— Instruction —
Duplicate every line of the data below verbatim, from the first line through the last.

Start Data to process

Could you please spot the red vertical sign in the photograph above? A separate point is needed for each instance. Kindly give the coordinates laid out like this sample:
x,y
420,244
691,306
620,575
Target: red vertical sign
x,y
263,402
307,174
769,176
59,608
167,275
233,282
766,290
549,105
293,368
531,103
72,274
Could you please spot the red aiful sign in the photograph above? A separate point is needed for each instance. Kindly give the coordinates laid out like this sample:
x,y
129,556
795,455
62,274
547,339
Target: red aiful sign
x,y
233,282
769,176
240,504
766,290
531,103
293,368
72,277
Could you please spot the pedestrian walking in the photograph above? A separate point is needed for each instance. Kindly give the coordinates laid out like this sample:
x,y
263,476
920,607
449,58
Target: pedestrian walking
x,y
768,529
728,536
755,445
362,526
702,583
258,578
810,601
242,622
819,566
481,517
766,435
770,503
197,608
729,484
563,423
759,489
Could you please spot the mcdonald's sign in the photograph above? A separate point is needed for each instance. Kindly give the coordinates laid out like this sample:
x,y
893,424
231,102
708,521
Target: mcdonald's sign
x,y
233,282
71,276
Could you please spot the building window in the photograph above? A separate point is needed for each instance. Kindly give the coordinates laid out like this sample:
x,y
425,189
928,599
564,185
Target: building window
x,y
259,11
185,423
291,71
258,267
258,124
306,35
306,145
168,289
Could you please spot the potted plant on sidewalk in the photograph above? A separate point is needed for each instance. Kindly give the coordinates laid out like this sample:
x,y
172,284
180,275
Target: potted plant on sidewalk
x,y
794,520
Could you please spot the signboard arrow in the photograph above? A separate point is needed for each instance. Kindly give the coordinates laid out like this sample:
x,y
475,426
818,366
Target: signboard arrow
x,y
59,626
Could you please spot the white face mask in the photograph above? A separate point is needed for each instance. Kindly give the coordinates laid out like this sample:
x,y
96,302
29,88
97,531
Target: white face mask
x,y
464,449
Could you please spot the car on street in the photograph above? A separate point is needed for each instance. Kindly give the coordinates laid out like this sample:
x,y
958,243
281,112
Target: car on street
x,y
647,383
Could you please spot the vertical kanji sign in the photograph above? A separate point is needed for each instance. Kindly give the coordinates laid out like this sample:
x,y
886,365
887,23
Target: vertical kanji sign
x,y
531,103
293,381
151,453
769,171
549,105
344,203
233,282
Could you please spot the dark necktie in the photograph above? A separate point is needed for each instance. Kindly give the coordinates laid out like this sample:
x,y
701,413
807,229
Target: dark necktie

End Data to process

— Problem solution —
Could you please spot the red vertical sign in the photograph above? A separate point is needed for each instance. Kindly give the coordinates laid out like this sample:
x,y
420,244
691,306
620,575
Target: red vertical sign
x,y
263,402
307,174
769,176
59,608
167,275
233,282
766,290
549,105
293,368
531,103
72,274
Could you please spot the red aiful sign in the photograph above? A separate point is needed for each instance. Kindly give the coordinates laid out like this sample:
x,y
129,556
795,455
62,274
547,339
Target: red aiful sign
x,y
233,282
769,176
240,504
766,290
531,103
293,368
72,277
Could you please spot the pedestrian walking in the photograph above? A separate point is needed for each instance. Kindly give the coordinates laid out like this sample:
x,y
263,476
920,607
449,58
Target: pedestrian walking
x,y
768,529
728,536
755,445
362,526
702,583
258,578
810,601
242,622
819,566
481,517
766,435
770,503
197,608
729,484
563,423
759,489
Could you please spot the mcdonald's sign in the photograph above? A separate point is needed for each instance. Kindly give the coordinates laid out like this sample:
x,y
893,424
231,102
708,521
Target: mcdonald's sign
x,y
233,282
71,276
Could you please spot the building window in the photograph above? A separate point is needed for each instance. Kindly give the coordinates laid out like this sample:
x,y
425,189
928,599
564,185
Target: building window
x,y
259,11
185,423
291,71
258,267
258,124
306,35
306,145
168,289
Could you please spot the potted plant on sidewalk in the photograph above? A separate point is needed for each instance. Kindly give the coordinates laid out like this sample:
x,y
172,284
180,275
Target: potted plant on sidewalk
x,y
794,520
Could you please spot the signboard arrow in the photograph above? A separate point is needed for each instance. Kindly give the coordinates laid out like this sample:
x,y
475,426
818,366
Target: signboard arrow
x,y
59,626
Could you please spot the white face mask in the photograph above? A separate point is needed for each instance. Kindly give the coordinates laid out like this sample:
x,y
96,302
29,88
97,531
Target: white face mask
x,y
464,449
Could you please spot the car on street in the photograph above? A separate point is needed for each instance. Kindly give the coordinates laid out like this sample:
x,y
958,243
281,112
Target: car on street
x,y
647,383
Could you please spot the vertical kanji sign in the photograph above? A separate point is needed for each instance. Kindly give the coordinates laid out like this sample:
x,y
886,365
887,23
Target: vertical kanji sign
x,y
531,103
293,381
151,453
769,171
549,105
344,203
233,282
Could you please spot the dark necktie in the photograph above? A separate point is needed for each instance. Kindly give the coordinates laid out like this sample:
x,y
701,413
807,229
Target: dark necktie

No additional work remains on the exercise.